WORK TO COMPLETE: State how many lines of the data below hold the string "person", giving nothing but the number.

───── DATASET EXCERPTS ─────

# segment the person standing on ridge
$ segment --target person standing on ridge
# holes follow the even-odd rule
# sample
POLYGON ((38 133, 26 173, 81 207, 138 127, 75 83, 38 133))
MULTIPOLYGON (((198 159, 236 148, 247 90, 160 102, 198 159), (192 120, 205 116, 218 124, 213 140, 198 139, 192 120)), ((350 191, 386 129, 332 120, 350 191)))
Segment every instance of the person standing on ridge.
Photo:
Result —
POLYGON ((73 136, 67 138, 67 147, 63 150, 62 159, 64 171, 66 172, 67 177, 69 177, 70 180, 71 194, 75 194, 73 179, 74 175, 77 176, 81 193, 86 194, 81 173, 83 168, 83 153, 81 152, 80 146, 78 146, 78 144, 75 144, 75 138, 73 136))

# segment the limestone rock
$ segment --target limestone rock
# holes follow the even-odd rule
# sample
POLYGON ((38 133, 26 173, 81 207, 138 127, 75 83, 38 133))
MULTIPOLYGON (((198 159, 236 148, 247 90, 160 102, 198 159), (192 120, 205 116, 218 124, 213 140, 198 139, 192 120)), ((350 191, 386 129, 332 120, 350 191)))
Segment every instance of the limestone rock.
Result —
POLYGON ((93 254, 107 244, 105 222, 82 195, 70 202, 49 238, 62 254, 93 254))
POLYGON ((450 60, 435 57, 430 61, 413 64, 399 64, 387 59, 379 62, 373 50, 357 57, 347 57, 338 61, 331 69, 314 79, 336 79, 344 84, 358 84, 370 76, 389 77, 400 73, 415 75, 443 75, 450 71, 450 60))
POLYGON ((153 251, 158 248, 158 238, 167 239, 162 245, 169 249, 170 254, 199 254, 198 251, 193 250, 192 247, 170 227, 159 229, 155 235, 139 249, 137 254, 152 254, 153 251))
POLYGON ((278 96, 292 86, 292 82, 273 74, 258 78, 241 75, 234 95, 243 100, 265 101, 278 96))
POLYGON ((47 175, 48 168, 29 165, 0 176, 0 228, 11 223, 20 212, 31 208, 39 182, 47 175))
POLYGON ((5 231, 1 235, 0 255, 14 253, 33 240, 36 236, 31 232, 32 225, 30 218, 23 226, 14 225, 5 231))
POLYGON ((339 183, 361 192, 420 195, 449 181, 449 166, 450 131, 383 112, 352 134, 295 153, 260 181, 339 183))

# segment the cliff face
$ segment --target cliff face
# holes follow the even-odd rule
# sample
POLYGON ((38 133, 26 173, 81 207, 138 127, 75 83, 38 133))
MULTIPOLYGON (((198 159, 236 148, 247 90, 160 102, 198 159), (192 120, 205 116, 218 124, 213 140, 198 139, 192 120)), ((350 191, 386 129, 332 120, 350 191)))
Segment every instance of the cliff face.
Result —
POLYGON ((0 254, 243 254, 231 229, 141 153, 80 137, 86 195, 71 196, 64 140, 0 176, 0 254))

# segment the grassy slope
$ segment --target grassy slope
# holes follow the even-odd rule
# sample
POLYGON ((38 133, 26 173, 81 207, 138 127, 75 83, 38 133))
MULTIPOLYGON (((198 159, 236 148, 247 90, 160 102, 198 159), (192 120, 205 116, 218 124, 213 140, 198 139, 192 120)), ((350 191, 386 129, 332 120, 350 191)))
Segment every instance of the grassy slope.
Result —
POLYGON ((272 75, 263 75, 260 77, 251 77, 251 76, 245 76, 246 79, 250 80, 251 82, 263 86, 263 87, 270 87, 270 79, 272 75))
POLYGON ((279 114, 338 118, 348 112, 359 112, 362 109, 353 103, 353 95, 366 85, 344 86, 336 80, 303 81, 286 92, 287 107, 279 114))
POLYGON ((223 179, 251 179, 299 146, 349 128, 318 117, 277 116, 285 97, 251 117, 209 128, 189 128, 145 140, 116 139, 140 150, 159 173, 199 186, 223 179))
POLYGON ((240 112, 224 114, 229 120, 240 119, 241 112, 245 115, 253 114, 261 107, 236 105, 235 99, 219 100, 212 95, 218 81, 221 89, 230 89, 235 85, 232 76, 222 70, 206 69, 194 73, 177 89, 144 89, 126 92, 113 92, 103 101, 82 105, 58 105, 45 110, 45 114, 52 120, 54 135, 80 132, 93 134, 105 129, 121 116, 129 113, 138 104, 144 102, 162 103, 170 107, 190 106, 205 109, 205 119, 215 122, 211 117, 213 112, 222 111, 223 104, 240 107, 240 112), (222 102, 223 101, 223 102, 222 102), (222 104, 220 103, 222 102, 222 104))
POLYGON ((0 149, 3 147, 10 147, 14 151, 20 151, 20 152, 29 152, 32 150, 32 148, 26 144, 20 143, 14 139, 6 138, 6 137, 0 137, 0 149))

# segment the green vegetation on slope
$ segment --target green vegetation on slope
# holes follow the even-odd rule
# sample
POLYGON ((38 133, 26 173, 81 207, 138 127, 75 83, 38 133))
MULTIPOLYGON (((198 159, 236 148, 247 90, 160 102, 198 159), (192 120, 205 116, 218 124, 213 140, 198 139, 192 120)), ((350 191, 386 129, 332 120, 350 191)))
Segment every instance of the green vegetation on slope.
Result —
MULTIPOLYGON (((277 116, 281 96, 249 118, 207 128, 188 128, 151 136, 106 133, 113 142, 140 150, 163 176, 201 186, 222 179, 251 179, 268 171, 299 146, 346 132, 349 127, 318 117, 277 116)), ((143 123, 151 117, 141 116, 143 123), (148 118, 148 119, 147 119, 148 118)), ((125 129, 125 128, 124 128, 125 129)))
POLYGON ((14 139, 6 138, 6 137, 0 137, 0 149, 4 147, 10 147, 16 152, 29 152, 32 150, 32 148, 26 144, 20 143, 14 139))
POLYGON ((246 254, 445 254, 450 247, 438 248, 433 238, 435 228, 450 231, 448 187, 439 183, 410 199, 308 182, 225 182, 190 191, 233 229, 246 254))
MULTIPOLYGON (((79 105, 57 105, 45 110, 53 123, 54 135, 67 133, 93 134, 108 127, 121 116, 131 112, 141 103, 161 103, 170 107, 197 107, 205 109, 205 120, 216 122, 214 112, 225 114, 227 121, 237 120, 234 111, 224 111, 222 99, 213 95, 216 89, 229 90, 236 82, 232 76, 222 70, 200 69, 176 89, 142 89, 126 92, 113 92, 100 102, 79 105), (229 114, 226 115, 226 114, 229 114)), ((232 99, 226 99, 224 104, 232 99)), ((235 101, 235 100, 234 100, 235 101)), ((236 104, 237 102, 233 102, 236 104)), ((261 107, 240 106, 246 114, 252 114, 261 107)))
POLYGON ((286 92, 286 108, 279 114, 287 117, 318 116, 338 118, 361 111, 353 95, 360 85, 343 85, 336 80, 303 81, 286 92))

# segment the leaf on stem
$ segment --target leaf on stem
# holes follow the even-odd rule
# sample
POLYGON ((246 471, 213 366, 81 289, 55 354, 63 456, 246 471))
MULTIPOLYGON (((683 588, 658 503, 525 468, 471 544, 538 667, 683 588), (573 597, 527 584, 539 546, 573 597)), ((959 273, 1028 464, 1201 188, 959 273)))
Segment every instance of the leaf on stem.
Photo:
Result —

─────

RESPONSE: 3